» **Reading passage**:
_ _ _ _ _ _ _
So, what to report of the Binderup, the river and a tributary I fished for two days in Northern Jutland. Firstly, it is very wild but equally, very beautiful. It is rare you can sit on a hill and look down to what might be a chalkstream meandering immediately below you through a perfect, country valley. The pace of the river seemed on the slow side, this was June, and there was a slight tea stain colour to the water which will be familiar to anyone who has fished the Frome. There were patches of ranunculus, the bottom gravel but fish were sparse and rises infrequent. I have to confess, it was really tough both to access the river and to catch fish; I had just one fish to hand in two days and I am not even sure I saw that many others; most of the rises I suspect were tiny fish. I certainly did not go away feeling I had missed a bucket load of opportunities.

 

 

My first (and only) Danish brown trout

 

The question has to be, is the Binderup a chalkstream? Honestly, I have fished other non-chalkstreams that felt more chalkstream-like than the Danish streams. But then again, I am not a geologist so I can only judge on what I saw. There are many regions in Europe, and around the world including north Denmark, which have chalk rocks but no chalkstreams. The reason for this is that the chalk of England and northern France was pushed up into a dome by the movement of tectonic plates between 65 and 2.5 million years ago. This dome was slowly eroded then, much later, shaped directly or indirectly by glaciers, during several Ice Ages. In many places, glaciers erode rock or leave behind thick deposits, but on English and French chalk, they left the rock intact and cleaned these deposits away, creating ‘polished’ chalk hills. By pure chance, this was just the right kind of glaciation to create – together with a mild, rainy climate – the perfect conditions for chalkstreams.

 

Now I am happy to be contradicted on my conclusion, not least for the enormous hospitality and kindness of all those who hosted my trip but more importantly I would surely visit again. Denmark is amazing. The rivers, people and countryside is wonderful but maybe next time I will pack a few sea trout flies!

 

 

A restored tributary of the River Binderup

 

 

Holiday office hours & last minute vouchers

 

The office will be open on Monday and Tuesday next week (December 22/23) and then reopen the following week every day except New Years Day.
_ _ _ _ _ _ _
» **Your objective**: Carry on the Binderup fishing text, starting after its final sentence. The records after this point are separate material and have nothing to do with the Binderup fishing text.

» **Listed entries**:
_ _ _ _ _ _ _
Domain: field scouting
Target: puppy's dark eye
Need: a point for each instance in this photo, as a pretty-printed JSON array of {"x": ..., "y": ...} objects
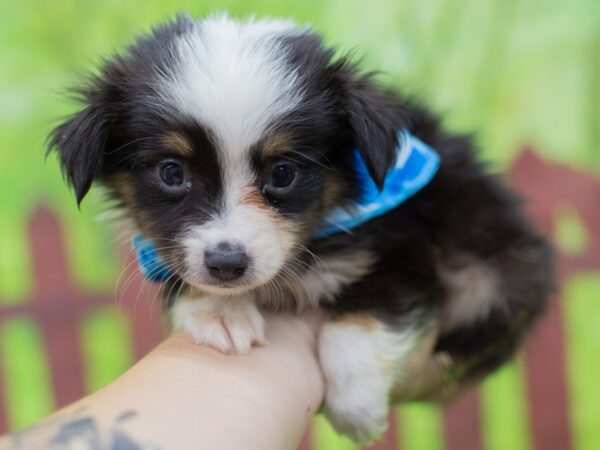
[
  {"x": 172, "y": 174},
  {"x": 282, "y": 175}
]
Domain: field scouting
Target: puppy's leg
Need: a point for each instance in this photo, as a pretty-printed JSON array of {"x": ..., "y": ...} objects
[
  {"x": 362, "y": 360},
  {"x": 230, "y": 325}
]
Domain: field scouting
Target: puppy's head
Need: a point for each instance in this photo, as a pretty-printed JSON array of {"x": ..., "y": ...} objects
[{"x": 226, "y": 143}]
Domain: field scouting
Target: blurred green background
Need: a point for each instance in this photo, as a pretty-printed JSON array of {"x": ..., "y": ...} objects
[{"x": 518, "y": 72}]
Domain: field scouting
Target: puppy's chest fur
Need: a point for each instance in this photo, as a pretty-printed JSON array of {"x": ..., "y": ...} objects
[{"x": 317, "y": 279}]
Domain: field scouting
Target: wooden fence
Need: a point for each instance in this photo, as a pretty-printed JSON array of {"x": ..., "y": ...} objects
[{"x": 58, "y": 305}]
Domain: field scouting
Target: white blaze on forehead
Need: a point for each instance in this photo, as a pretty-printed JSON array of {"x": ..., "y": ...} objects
[{"x": 233, "y": 77}]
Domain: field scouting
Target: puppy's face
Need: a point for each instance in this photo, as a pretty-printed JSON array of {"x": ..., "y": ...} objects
[{"x": 226, "y": 143}]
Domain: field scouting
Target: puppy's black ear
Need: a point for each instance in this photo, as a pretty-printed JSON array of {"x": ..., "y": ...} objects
[
  {"x": 80, "y": 143},
  {"x": 375, "y": 116}
]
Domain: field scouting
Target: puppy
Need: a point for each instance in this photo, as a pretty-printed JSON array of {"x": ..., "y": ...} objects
[{"x": 263, "y": 170}]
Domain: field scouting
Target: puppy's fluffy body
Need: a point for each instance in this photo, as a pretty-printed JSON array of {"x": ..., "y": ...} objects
[{"x": 196, "y": 131}]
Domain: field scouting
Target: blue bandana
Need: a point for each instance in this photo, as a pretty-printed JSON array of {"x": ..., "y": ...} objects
[{"x": 416, "y": 164}]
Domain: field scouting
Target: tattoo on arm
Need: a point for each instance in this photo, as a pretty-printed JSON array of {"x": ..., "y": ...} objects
[{"x": 78, "y": 431}]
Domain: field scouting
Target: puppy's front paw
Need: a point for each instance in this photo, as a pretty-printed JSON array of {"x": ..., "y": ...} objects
[
  {"x": 360, "y": 416},
  {"x": 231, "y": 326}
]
_ _ _ _ _ _ _
» **Your response**:
 

If you wish to order a gift voucher in the next few days you are almost certainly too late to be assured of postal delivery, but we can always get you a stylish voucher to you by email or you may do the same yourself online.

 

 

 

2026 diaries going live

 

All our diaries will go live for 2026 bookings at 10am on Tuesday 23/December.

 

Likewise, you will be able to redeem Christmas vouchers online from the full range of dates as soon as Santa has been!

 

 

Quiz

 

The usual random collection of questions this week inspired by the date, the season and the Newsletter topics.

 

1)     Which book, written by Charles Dickens, was published on this day in 1843?

 

2)     What is the official currency of Denmark?

 

3)  Who carries more passengers each year – Ryanair or British Airways?

 

The answers are below.

 

Have a good weekend - I will be back to you briefly next week before we close for the holidays.

 

PS That literal watershed moment in the chalkstream year arrived last night as I opened the sluice to allow our mill wheel to turn for the first time since February. Best Christmas present, ever!



Best wishes,

 

Simon Signature

 

Simon Cooper simon@fishingbreaks.co.uk

Founder & Managing Directorwww.fishingbreaks.co.uk

 

 

1)     A Christmas Carol

2)     The krone

3)     Ryanair at 192 million compared to British Airways at 46 million (2024 figures) making Ryanair the third biggest global carrier.